## What needs to be done
How many lines in the records below contain the word "field"? Answer with the number only.

Region pointing data:
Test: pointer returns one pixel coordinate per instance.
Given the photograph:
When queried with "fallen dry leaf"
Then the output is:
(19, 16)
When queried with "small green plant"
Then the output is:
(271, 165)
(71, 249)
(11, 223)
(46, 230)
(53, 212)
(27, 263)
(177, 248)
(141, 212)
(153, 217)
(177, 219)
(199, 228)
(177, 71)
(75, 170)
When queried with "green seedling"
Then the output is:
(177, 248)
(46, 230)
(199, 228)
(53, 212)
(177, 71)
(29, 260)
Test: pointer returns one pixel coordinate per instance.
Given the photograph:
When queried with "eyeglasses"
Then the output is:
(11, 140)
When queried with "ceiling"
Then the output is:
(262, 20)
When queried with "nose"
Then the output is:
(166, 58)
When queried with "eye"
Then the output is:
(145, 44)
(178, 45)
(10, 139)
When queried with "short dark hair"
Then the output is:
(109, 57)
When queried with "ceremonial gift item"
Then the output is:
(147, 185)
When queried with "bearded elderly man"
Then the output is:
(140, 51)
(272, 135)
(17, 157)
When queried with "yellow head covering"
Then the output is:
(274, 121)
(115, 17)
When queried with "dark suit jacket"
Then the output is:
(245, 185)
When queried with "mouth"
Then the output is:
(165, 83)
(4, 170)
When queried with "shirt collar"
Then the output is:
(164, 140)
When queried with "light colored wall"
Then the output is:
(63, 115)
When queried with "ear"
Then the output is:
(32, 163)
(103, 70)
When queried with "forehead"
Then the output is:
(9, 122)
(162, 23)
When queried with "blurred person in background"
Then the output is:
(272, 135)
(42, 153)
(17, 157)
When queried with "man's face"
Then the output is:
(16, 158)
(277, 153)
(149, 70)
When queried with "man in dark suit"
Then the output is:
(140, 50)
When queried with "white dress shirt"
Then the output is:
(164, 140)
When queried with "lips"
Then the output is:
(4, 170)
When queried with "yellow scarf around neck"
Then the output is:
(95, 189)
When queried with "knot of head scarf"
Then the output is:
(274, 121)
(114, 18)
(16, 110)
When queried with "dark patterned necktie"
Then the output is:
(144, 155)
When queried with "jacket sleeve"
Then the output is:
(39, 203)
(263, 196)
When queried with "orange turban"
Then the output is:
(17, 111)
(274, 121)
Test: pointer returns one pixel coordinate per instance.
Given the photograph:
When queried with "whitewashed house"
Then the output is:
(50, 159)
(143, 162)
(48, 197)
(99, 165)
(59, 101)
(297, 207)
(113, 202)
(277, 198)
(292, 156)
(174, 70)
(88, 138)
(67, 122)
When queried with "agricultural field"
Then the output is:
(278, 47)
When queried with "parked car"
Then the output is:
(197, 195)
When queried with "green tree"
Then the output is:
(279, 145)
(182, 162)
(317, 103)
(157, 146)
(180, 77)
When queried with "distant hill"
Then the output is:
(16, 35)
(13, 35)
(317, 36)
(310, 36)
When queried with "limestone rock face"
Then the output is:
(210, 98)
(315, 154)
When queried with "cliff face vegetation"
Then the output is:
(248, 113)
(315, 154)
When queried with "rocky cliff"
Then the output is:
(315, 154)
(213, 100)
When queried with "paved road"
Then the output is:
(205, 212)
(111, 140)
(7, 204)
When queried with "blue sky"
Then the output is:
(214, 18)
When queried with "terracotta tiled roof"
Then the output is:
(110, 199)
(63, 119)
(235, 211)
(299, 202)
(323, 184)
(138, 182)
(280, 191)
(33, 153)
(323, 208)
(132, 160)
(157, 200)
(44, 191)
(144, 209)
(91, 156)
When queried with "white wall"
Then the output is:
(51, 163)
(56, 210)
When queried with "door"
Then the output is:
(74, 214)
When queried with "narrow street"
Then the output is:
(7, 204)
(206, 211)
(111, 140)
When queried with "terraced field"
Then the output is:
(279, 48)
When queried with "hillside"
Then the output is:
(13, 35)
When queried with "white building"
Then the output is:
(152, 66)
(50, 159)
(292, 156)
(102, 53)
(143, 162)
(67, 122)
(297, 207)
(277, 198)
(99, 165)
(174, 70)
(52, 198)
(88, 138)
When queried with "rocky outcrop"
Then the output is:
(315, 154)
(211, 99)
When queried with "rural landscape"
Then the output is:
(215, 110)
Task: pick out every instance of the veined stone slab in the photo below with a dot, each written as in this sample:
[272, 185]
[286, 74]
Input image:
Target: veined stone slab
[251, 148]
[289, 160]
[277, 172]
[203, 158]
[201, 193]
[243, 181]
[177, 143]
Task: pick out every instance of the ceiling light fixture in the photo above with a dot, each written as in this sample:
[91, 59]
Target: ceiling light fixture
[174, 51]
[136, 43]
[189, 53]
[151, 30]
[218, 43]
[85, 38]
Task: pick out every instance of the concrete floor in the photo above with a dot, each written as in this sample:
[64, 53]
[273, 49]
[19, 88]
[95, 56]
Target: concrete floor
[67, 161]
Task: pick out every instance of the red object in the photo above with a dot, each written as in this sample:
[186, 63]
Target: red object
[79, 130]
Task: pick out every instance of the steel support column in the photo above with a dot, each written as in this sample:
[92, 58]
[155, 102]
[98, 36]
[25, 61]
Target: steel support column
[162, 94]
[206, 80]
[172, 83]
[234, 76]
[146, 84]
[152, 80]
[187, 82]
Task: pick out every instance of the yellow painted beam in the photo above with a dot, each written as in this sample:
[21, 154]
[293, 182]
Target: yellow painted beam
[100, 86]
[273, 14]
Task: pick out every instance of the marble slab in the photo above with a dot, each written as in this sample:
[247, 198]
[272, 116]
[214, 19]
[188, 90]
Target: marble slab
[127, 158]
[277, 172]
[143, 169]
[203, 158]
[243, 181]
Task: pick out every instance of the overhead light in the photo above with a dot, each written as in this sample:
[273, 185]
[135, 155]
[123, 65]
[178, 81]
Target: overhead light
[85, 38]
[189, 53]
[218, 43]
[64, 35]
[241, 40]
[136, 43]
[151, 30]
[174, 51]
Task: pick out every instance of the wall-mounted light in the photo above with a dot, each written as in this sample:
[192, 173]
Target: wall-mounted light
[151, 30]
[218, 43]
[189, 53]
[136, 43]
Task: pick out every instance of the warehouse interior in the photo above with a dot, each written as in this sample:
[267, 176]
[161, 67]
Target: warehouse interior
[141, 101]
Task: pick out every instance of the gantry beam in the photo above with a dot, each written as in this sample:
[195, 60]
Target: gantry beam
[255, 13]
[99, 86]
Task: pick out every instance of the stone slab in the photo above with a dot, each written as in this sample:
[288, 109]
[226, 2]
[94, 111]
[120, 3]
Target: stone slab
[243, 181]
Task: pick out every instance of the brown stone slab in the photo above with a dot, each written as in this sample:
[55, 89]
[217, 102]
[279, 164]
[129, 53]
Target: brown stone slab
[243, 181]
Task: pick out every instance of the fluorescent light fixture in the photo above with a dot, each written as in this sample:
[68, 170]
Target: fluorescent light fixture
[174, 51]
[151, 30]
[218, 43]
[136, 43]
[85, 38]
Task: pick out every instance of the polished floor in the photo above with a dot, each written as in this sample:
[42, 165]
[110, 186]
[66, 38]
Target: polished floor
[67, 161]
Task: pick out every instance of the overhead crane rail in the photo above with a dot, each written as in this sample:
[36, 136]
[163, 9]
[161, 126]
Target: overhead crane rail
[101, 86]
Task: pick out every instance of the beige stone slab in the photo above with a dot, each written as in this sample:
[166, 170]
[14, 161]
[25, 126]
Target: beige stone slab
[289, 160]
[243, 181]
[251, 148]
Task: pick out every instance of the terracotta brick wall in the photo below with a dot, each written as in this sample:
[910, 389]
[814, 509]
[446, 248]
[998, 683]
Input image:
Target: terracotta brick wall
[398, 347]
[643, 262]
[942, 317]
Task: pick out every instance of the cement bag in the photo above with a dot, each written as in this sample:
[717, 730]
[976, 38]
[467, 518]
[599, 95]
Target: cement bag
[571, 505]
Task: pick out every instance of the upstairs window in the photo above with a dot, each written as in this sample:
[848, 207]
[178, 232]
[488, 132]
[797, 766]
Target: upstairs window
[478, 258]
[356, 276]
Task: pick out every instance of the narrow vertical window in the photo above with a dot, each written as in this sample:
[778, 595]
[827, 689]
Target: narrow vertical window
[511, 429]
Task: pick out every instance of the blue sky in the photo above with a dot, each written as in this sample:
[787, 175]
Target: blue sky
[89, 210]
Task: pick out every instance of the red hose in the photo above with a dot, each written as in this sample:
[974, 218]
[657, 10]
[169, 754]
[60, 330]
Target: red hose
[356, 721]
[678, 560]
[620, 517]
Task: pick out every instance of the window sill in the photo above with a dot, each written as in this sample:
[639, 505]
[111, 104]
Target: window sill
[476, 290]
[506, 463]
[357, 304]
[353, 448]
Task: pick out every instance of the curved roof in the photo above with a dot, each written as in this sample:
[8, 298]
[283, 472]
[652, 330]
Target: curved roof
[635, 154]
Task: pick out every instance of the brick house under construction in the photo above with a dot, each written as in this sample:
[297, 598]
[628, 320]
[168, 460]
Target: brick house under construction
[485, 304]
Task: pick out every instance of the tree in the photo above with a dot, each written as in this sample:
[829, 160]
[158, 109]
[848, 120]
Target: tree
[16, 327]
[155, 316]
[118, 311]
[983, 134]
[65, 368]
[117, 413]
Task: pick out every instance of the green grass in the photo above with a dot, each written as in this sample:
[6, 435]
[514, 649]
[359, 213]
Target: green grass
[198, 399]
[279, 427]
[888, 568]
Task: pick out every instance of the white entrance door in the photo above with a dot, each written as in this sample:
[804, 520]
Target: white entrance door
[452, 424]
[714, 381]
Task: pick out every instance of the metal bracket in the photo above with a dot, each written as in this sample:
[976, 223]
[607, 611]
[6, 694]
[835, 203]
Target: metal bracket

## Written solution
2